**Your goal**
Ignoring the pictures, repeat every entry below exactly as it appears.

**Records for this task**

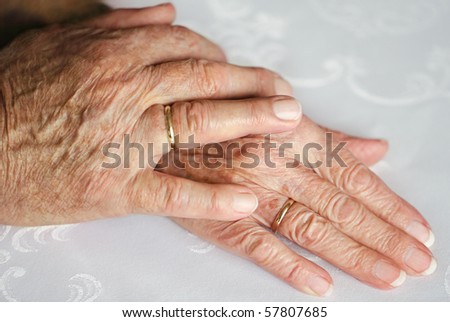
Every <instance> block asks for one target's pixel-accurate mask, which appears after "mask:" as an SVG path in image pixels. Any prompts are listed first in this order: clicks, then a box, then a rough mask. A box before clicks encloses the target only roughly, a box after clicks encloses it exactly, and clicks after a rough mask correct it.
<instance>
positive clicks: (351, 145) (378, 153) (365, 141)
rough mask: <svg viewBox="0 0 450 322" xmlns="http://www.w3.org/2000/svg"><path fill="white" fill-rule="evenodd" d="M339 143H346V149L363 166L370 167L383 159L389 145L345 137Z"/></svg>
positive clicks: (379, 142)
mask: <svg viewBox="0 0 450 322" xmlns="http://www.w3.org/2000/svg"><path fill="white" fill-rule="evenodd" d="M339 142H347V149H348V150H349V151H350V152H351V153H352V154H353V155H354V156H355V158H356V159H358V160H361V161H362V162H363V163H364V164H365V165H367V166H371V165H374V164H375V163H377V162H378V161H380V160H381V159H383V157H384V156H385V155H386V152H387V150H388V147H389V144H388V142H387V141H385V140H379V139H364V138H358V137H347V138H343V139H340V140H339Z"/></svg>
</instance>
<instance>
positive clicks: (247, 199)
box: [233, 193, 258, 214]
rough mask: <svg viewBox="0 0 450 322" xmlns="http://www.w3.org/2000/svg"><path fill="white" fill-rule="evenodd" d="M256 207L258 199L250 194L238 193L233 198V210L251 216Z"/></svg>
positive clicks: (236, 211)
mask: <svg viewBox="0 0 450 322" xmlns="http://www.w3.org/2000/svg"><path fill="white" fill-rule="evenodd" d="M257 207H258V198H256V196H255V195H252V194H250V193H238V194H236V195H235V196H234V198H233V210H234V211H236V212H241V213H246V214H251V213H253V212H254V211H255V210H256V208H257Z"/></svg>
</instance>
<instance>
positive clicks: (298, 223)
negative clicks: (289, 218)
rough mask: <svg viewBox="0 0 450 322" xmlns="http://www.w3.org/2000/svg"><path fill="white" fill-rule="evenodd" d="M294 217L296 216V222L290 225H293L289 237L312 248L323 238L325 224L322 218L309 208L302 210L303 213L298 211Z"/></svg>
mask: <svg viewBox="0 0 450 322" xmlns="http://www.w3.org/2000/svg"><path fill="white" fill-rule="evenodd" d="M295 217H297V218H298V219H297V222H296V223H295V224H294V223H293V224H292V225H290V226H291V227H294V229H293V230H292V233H291V238H293V240H294V241H296V242H297V243H298V244H299V245H303V246H305V247H308V248H314V247H315V246H316V245H319V244H320V243H321V242H322V241H323V240H324V238H325V236H326V232H327V225H326V221H325V220H323V218H321V217H319V216H317V215H316V214H315V213H314V212H312V211H310V210H304V211H303V213H299V214H297V216H295Z"/></svg>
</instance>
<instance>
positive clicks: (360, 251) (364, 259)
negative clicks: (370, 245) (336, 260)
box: [342, 245, 368, 271]
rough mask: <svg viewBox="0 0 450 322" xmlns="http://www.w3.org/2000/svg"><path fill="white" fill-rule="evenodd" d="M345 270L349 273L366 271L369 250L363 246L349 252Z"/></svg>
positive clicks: (355, 246) (347, 258)
mask: <svg viewBox="0 0 450 322" xmlns="http://www.w3.org/2000/svg"><path fill="white" fill-rule="evenodd" d="M346 257H347V258H346V260H345V261H342V263H343V266H344V267H343V268H344V269H346V270H349V271H364V270H365V269H364V267H365V266H366V263H367V258H368V256H367V249H366V248H365V246H363V245H358V246H355V247H354V248H352V249H350V250H349V251H348V252H347V256H346Z"/></svg>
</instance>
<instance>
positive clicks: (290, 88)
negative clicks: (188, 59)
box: [144, 59, 292, 106]
mask: <svg viewBox="0 0 450 322" xmlns="http://www.w3.org/2000/svg"><path fill="white" fill-rule="evenodd" d="M148 73H149V76H151V77H152V78H153V81H152V82H149V88H148V90H147V99H144V100H145V101H146V102H147V103H150V102H153V104H154V103H161V104H167V103H171V102H176V101H189V100H193V99H200V98H201V99H207V98H214V99H227V98H232V99H238V98H248V97H261V96H273V95H289V96H291V95H292V88H291V87H290V85H289V83H288V82H287V81H285V80H284V79H282V78H281V77H280V76H279V75H278V74H276V73H274V72H272V71H269V70H267V69H264V68H258V67H239V66H235V65H231V64H227V63H223V62H217V61H208V60H206V59H201V60H196V59H189V60H185V61H177V62H170V63H165V64H161V65H158V66H156V67H154V68H149V70H148ZM155 75H158V76H159V77H156V78H155V77H154V76H155ZM155 97H156V98H157V101H155ZM149 105H151V104H148V105H147V106H149Z"/></svg>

**Task answer**
Every <instance> block asks for one target's pixel-accurate mask, which appears after "mask:" as an SVG path in image pixels. Any prompts are listed first in this order: clicks, then a box, then a rough mask. A box before clicks encloses the target only roughly, a box after clicks encloses it exactly, and clicks after a rough mask correct it.
<instance>
positive clicks: (351, 145) (378, 153) (365, 141)
rough mask: <svg viewBox="0 0 450 322" xmlns="http://www.w3.org/2000/svg"><path fill="white" fill-rule="evenodd" d="M339 143H346V149L363 166L370 167L383 159L389 145L345 137Z"/></svg>
positive clicks: (379, 142)
mask: <svg viewBox="0 0 450 322" xmlns="http://www.w3.org/2000/svg"><path fill="white" fill-rule="evenodd" d="M339 142H347V149H348V150H349V151H350V152H351V153H352V154H353V155H354V156H355V158H356V159H358V160H361V161H362V162H363V163H364V164H365V165H367V166H371V165H374V164H375V163H377V162H378V161H380V160H381V159H383V157H384V156H385V155H386V152H387V150H388V147H389V144H388V142H387V141H385V140H379V139H364V138H358V137H347V138H343V139H340V140H339Z"/></svg>
</instance>
<instance>
positive clicks: (247, 199)
box: [233, 193, 258, 214]
rough mask: <svg viewBox="0 0 450 322" xmlns="http://www.w3.org/2000/svg"><path fill="white" fill-rule="evenodd" d="M256 207L258 199L250 194L238 193L233 198V210L251 216Z"/></svg>
positive clicks: (236, 211)
mask: <svg viewBox="0 0 450 322" xmlns="http://www.w3.org/2000/svg"><path fill="white" fill-rule="evenodd" d="M257 207H258V198H256V196H255V195H252V194H250V193H238V194H236V195H235V196H234V198H233V210H234V211H236V212H241V213H246V214H251V213H253V212H254V211H255V210H256V208H257Z"/></svg>
</instance>
<instance>
positive clicks: (298, 223)
negative clicks: (289, 218)
rough mask: <svg viewBox="0 0 450 322" xmlns="http://www.w3.org/2000/svg"><path fill="white" fill-rule="evenodd" d="M294 217L296 216V222L290 225H293L289 237L312 248L323 238L325 224L322 218L309 208L302 210L303 213L298 211Z"/></svg>
mask: <svg viewBox="0 0 450 322" xmlns="http://www.w3.org/2000/svg"><path fill="white" fill-rule="evenodd" d="M295 217H297V218H298V219H297V222H296V223H295V224H294V223H293V224H292V225H290V226H291V227H294V229H293V230H292V233H291V238H293V240H294V241H296V242H297V243H298V244H299V245H303V246H305V247H308V248H314V247H315V246H316V245H319V244H320V243H321V242H322V241H323V240H324V238H325V236H326V232H327V225H326V221H325V220H323V218H321V217H319V216H317V215H316V214H315V213H314V212H312V211H310V210H304V211H303V213H299V214H297V216H295Z"/></svg>
</instance>
<instance>
positive clicks: (360, 251) (364, 259)
negative clicks: (370, 245) (336, 260)
box: [342, 245, 368, 271]
rough mask: <svg viewBox="0 0 450 322" xmlns="http://www.w3.org/2000/svg"><path fill="white" fill-rule="evenodd" d="M345 270L349 273L366 271L369 250L363 246L349 252Z"/></svg>
positive clicks: (355, 246) (347, 258)
mask: <svg viewBox="0 0 450 322" xmlns="http://www.w3.org/2000/svg"><path fill="white" fill-rule="evenodd" d="M346 257H347V258H346V260H345V261H342V263H343V266H344V267H343V268H344V269H346V270H349V271H364V270H365V269H364V267H365V266H366V263H367V258H368V256H367V249H366V248H365V246H363V245H358V246H355V247H354V248H352V249H350V250H349V251H348V252H347V256H346Z"/></svg>
</instance>
<instance>
positive clicks: (290, 88)
negative clicks: (188, 59)
box: [144, 59, 292, 106]
mask: <svg viewBox="0 0 450 322" xmlns="http://www.w3.org/2000/svg"><path fill="white" fill-rule="evenodd" d="M148 73H149V76H151V77H152V78H153V81H152V82H149V88H148V90H147V99H144V100H145V101H146V102H147V103H150V102H153V104H154V103H161V104H167V103H171V102H176V101H189V100H193V99H200V98H201V99H207V98H214V99H227V98H232V99H238V98H248V97H261V96H273V95H289V96H291V95H292V88H291V87H290V85H289V83H288V82H287V81H285V80H284V79H282V78H281V77H280V76H279V75H278V74H276V73H274V72H272V71H269V70H267V69H264V68H258V67H239V66H235V65H231V64H227V63H223V62H217V61H208V60H206V59H201V60H196V59H189V60H185V61H177V62H170V63H165V64H161V65H158V66H156V67H154V68H149V70H148ZM155 75H158V76H159V77H156V78H155V77H154V76H155ZM155 97H156V98H157V101H155ZM149 105H151V104H148V105H147V106H149Z"/></svg>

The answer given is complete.